◆ REQUIRED TASK ◆
Count the lines of the material below that contain the word "white". State only that number.
----
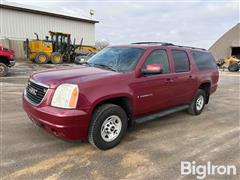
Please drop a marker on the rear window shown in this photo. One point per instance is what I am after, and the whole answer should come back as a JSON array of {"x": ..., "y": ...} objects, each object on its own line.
[
  {"x": 181, "y": 61},
  {"x": 204, "y": 60}
]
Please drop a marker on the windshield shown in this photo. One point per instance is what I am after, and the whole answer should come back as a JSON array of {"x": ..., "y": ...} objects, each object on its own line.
[{"x": 117, "y": 58}]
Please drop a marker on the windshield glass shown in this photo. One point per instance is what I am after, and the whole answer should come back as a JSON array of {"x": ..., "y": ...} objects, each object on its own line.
[{"x": 117, "y": 58}]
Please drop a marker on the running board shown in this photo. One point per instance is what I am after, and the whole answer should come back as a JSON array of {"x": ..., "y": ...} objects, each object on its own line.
[{"x": 161, "y": 114}]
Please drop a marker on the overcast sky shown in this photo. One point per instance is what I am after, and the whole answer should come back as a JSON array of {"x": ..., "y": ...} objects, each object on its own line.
[{"x": 193, "y": 23}]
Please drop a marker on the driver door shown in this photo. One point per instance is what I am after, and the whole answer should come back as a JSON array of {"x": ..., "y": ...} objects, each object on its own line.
[{"x": 153, "y": 92}]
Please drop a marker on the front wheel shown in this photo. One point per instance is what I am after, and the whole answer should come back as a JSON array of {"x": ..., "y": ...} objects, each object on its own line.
[
  {"x": 108, "y": 125},
  {"x": 198, "y": 103},
  {"x": 3, "y": 70}
]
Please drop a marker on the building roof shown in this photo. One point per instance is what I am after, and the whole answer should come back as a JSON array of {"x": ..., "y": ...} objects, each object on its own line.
[
  {"x": 41, "y": 11},
  {"x": 222, "y": 47}
]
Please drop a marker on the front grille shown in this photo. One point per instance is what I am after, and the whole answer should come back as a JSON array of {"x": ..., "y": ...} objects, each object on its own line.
[{"x": 35, "y": 92}]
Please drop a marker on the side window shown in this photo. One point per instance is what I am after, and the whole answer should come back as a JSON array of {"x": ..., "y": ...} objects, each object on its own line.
[
  {"x": 158, "y": 57},
  {"x": 181, "y": 61},
  {"x": 204, "y": 60}
]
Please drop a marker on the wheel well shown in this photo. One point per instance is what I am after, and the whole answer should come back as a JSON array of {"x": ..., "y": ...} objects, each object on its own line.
[
  {"x": 4, "y": 60},
  {"x": 123, "y": 102},
  {"x": 206, "y": 88}
]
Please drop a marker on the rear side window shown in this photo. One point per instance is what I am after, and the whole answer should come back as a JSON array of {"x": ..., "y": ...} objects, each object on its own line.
[
  {"x": 181, "y": 61},
  {"x": 158, "y": 57},
  {"x": 203, "y": 60}
]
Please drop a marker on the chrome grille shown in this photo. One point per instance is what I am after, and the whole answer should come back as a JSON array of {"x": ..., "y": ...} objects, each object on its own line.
[{"x": 35, "y": 92}]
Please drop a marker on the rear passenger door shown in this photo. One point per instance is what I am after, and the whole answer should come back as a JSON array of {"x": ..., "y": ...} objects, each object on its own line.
[{"x": 183, "y": 80}]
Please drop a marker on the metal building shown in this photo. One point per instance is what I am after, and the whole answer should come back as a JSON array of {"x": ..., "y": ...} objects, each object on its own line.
[
  {"x": 18, "y": 22},
  {"x": 228, "y": 44}
]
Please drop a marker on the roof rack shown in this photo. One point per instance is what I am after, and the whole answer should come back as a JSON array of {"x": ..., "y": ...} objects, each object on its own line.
[
  {"x": 168, "y": 44},
  {"x": 190, "y": 47},
  {"x": 162, "y": 43}
]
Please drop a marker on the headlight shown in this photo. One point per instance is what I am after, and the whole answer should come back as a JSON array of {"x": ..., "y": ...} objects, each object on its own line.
[{"x": 65, "y": 96}]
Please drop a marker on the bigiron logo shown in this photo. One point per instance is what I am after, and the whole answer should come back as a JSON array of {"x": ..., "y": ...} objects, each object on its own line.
[{"x": 202, "y": 171}]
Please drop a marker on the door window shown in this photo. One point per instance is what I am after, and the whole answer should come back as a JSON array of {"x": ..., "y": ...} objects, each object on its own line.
[
  {"x": 181, "y": 61},
  {"x": 158, "y": 57}
]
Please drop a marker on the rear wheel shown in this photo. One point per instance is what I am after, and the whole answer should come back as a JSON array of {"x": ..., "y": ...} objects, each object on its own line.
[
  {"x": 3, "y": 70},
  {"x": 108, "y": 125},
  {"x": 234, "y": 67},
  {"x": 41, "y": 58},
  {"x": 56, "y": 58},
  {"x": 198, "y": 103}
]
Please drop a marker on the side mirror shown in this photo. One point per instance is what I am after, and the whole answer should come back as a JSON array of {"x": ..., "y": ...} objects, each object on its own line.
[{"x": 152, "y": 69}]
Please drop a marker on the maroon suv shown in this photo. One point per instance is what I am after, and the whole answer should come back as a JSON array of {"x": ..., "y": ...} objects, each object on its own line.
[{"x": 118, "y": 86}]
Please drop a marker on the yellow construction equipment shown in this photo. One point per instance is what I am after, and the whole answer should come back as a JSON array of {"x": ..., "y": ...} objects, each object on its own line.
[{"x": 57, "y": 48}]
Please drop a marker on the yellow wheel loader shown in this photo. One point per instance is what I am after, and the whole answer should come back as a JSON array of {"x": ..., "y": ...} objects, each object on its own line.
[
  {"x": 232, "y": 63},
  {"x": 57, "y": 48}
]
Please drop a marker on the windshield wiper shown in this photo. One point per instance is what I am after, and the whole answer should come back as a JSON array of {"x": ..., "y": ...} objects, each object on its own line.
[{"x": 105, "y": 67}]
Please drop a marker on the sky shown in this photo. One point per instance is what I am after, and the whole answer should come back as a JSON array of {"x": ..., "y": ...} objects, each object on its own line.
[{"x": 194, "y": 23}]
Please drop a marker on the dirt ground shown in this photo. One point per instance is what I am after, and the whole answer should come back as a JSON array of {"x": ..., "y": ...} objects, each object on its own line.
[{"x": 152, "y": 150}]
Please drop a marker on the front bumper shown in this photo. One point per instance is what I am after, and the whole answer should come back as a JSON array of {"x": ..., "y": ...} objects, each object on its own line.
[{"x": 66, "y": 124}]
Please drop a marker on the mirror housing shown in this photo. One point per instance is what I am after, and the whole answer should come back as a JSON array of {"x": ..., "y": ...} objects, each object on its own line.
[{"x": 152, "y": 69}]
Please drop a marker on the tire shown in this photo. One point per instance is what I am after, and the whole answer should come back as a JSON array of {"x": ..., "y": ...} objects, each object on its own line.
[
  {"x": 3, "y": 70},
  {"x": 198, "y": 102},
  {"x": 102, "y": 118},
  {"x": 41, "y": 58},
  {"x": 233, "y": 67},
  {"x": 56, "y": 58}
]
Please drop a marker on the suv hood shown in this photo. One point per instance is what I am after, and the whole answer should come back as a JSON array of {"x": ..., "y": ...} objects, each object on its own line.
[{"x": 55, "y": 77}]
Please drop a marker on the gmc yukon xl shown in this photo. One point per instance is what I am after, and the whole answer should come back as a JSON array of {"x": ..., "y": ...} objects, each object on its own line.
[{"x": 119, "y": 86}]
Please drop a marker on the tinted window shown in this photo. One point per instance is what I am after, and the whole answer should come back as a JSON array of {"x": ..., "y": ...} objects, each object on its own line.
[
  {"x": 158, "y": 57},
  {"x": 118, "y": 58},
  {"x": 181, "y": 61},
  {"x": 203, "y": 60}
]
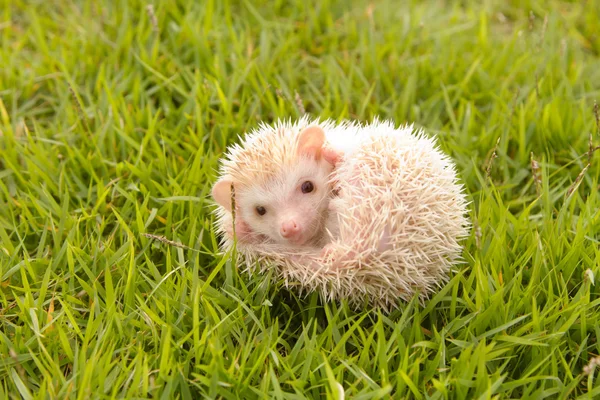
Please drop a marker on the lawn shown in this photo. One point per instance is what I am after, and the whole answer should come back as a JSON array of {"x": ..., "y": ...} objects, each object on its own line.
[{"x": 113, "y": 117}]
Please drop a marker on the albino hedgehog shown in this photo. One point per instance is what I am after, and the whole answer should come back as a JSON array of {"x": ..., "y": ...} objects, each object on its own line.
[{"x": 368, "y": 213}]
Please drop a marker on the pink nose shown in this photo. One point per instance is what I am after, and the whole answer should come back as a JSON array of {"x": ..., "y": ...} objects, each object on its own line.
[{"x": 289, "y": 229}]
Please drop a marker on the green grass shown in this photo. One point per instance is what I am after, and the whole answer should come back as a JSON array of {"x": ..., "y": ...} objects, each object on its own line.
[{"x": 111, "y": 127}]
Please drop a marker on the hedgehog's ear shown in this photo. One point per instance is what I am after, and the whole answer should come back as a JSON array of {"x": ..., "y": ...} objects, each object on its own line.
[
  {"x": 311, "y": 141},
  {"x": 221, "y": 192}
]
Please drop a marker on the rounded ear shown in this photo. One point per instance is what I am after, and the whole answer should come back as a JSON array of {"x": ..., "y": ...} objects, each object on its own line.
[
  {"x": 221, "y": 192},
  {"x": 311, "y": 141}
]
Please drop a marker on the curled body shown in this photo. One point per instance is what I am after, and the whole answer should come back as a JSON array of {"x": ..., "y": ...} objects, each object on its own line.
[{"x": 386, "y": 225}]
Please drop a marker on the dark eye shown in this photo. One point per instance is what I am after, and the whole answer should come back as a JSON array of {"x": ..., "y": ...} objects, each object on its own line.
[
  {"x": 307, "y": 187},
  {"x": 260, "y": 210}
]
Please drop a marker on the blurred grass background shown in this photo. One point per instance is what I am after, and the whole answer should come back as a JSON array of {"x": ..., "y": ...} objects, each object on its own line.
[{"x": 113, "y": 116}]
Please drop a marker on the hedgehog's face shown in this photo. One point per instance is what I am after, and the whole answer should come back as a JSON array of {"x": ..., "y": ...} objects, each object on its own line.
[{"x": 289, "y": 207}]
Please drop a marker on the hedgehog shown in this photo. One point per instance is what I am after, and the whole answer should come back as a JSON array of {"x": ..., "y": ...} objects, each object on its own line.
[{"x": 367, "y": 212}]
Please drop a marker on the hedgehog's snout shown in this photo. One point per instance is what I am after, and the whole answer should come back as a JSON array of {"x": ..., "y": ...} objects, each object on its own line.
[{"x": 290, "y": 228}]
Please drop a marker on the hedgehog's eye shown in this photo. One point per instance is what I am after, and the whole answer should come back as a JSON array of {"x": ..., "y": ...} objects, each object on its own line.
[
  {"x": 307, "y": 187},
  {"x": 260, "y": 210}
]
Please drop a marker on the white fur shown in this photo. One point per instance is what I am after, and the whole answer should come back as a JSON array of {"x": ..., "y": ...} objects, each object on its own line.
[{"x": 396, "y": 225}]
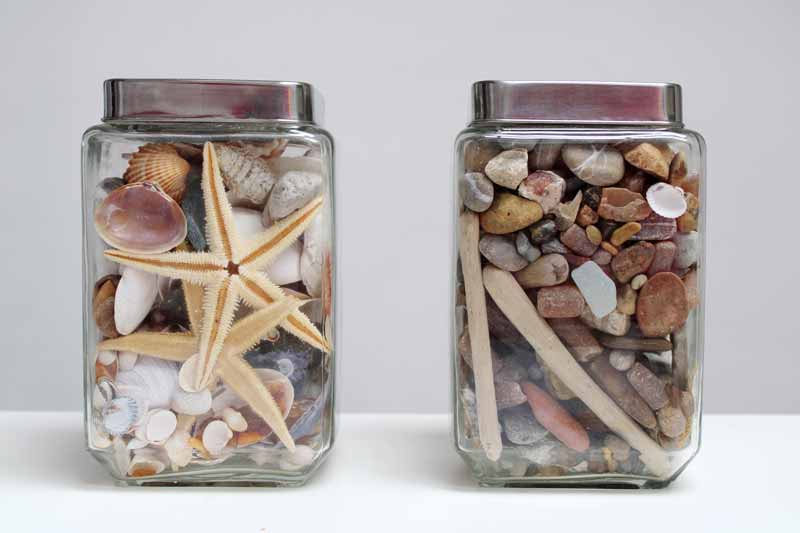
----
◆ EXERCISE OUTPUT ◆
1